== 記録データ ==

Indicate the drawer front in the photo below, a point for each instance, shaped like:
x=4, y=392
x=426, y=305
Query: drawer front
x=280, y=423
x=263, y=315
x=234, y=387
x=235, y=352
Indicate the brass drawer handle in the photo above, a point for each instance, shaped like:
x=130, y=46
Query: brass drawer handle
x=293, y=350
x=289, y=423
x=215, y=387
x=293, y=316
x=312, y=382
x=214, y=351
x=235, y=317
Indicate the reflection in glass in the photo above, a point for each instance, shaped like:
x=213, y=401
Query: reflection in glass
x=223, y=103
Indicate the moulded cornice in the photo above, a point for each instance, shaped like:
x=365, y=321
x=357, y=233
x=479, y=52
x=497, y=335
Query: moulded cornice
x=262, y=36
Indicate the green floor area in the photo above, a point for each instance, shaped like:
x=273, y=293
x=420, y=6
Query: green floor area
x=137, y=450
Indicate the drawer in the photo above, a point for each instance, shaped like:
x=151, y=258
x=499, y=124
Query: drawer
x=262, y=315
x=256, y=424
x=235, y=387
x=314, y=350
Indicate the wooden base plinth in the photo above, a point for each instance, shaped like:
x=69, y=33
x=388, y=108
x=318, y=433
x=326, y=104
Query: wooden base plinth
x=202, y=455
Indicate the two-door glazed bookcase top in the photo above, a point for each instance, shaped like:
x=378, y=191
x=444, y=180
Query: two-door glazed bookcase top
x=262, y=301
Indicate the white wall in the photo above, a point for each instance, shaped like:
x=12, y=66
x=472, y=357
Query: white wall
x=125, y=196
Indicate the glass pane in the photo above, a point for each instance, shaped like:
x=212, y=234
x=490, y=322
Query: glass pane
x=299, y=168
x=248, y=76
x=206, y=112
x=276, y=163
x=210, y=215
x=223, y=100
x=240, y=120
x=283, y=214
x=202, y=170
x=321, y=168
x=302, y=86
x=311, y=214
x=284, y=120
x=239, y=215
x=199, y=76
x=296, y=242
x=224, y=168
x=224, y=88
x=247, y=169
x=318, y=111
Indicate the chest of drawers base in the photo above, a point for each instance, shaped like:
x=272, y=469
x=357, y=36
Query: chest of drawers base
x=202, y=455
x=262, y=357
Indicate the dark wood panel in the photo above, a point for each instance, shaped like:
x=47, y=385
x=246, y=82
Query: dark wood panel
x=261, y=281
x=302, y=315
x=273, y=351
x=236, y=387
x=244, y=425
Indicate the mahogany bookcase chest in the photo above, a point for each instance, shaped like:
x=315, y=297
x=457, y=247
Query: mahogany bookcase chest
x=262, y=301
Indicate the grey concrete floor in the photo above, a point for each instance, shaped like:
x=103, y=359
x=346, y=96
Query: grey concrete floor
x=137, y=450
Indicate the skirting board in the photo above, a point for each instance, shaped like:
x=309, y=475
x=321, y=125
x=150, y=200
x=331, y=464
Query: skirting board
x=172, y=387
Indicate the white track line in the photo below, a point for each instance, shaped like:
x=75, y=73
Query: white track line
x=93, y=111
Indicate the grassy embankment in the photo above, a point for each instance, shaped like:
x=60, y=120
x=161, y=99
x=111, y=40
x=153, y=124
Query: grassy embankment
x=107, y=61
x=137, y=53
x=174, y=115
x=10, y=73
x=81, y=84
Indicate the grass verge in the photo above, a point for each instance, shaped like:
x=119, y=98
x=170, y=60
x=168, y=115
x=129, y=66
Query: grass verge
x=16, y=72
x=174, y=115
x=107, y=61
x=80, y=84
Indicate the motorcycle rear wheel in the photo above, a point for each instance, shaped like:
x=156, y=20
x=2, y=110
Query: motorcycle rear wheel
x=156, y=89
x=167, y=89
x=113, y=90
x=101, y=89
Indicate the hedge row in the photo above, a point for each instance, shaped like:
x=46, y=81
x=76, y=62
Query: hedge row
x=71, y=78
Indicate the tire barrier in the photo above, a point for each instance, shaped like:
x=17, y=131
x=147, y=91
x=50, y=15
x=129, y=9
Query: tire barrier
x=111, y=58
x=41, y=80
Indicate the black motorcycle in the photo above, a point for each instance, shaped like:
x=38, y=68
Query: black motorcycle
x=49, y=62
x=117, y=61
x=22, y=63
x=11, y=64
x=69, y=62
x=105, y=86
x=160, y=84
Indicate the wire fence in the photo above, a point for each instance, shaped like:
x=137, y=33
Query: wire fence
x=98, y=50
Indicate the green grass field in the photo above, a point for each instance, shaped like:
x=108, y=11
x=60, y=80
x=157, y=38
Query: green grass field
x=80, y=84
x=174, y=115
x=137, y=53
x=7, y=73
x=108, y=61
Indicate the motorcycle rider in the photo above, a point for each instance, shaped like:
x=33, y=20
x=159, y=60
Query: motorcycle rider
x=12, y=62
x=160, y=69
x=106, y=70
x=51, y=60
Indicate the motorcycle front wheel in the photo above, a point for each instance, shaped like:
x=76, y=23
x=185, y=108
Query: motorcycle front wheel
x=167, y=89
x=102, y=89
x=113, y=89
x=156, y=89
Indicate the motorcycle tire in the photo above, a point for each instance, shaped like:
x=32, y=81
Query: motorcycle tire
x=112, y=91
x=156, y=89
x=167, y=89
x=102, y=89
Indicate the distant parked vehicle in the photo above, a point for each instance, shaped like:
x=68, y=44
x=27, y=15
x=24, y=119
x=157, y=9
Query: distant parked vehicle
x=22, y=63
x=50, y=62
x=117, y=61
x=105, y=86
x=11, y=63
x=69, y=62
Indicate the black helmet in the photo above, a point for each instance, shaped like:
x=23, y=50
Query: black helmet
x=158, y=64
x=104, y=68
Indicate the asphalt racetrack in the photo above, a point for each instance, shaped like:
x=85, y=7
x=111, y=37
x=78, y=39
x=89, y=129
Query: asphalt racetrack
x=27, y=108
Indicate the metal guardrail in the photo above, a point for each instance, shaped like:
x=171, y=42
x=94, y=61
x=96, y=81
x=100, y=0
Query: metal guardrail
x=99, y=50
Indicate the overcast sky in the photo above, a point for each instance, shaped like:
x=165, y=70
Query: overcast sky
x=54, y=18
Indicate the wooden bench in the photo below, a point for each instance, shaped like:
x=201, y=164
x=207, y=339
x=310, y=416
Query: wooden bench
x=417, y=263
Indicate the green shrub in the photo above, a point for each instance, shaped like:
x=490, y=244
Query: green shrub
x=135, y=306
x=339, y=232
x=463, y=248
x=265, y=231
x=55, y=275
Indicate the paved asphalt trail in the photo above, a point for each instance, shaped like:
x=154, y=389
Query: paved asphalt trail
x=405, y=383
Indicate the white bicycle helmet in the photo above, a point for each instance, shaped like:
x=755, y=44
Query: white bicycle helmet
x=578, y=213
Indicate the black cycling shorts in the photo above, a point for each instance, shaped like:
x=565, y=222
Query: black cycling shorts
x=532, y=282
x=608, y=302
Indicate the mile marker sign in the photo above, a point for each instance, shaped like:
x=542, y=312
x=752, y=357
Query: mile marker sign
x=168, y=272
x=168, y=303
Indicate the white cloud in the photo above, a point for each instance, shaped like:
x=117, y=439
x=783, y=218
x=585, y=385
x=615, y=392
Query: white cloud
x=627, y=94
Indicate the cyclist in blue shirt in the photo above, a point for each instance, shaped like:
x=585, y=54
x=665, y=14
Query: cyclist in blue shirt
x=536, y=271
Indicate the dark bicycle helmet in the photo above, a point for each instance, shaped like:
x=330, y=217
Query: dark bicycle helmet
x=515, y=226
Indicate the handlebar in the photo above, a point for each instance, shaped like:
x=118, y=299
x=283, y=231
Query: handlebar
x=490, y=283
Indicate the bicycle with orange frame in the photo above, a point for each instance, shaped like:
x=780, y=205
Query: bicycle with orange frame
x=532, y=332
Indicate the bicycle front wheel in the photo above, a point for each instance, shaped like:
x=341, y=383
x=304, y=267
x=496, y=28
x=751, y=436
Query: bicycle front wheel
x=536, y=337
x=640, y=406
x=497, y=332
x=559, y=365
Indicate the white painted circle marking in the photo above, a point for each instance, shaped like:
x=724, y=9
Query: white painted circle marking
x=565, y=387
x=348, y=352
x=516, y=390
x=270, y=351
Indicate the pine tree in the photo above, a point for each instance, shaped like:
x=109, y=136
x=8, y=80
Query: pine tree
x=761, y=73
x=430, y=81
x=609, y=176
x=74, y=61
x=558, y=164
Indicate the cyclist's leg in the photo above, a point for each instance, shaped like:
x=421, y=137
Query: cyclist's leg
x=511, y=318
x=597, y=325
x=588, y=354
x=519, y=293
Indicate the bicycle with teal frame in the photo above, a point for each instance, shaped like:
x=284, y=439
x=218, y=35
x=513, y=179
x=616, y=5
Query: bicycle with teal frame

===

- _出題_
「Indicate the dark bicycle」を含む行から記録の最後の行までを、両端の行も含めて一字も変えずに繰り返しなさい。

- _解答_
Indicate the dark bicycle helmet in the photo above, a point for each instance, shaped like:
x=330, y=217
Query: dark bicycle helmet
x=515, y=226
Indicate the handlebar in the photo above, a point for each instance, shaped like:
x=118, y=299
x=283, y=231
Query: handlebar
x=490, y=283
Indicate the bicycle with orange frame in the photo above, a point for each instance, shaped like:
x=780, y=205
Query: bicycle with orange frame
x=532, y=332
Indicate the bicycle front wheel in the photo above, a point for each instance, shaped like:
x=341, y=383
x=304, y=267
x=496, y=28
x=751, y=436
Query: bicycle front wheel
x=536, y=337
x=640, y=406
x=497, y=332
x=559, y=365
Indicate the white painted circle marking in the photo above, a point for each instance, shaped like:
x=724, y=9
Query: white painted circle marking
x=565, y=387
x=348, y=352
x=516, y=390
x=270, y=351
Indicate the pine tree in the photo above, a point for each instance, shaped like:
x=109, y=136
x=8, y=80
Query: pine tree
x=761, y=73
x=430, y=81
x=609, y=176
x=74, y=61
x=558, y=164
Indicate the cyclist's leg in the photo above, a point for each instance, shaped like:
x=421, y=137
Query: cyclist's leg
x=511, y=318
x=597, y=325
x=588, y=354
x=519, y=293
Indicate the bicycle with teal frame in the photo above, a point for each instance, shaped like:
x=284, y=439
x=218, y=35
x=513, y=179
x=616, y=5
Query: bicycle with teal frame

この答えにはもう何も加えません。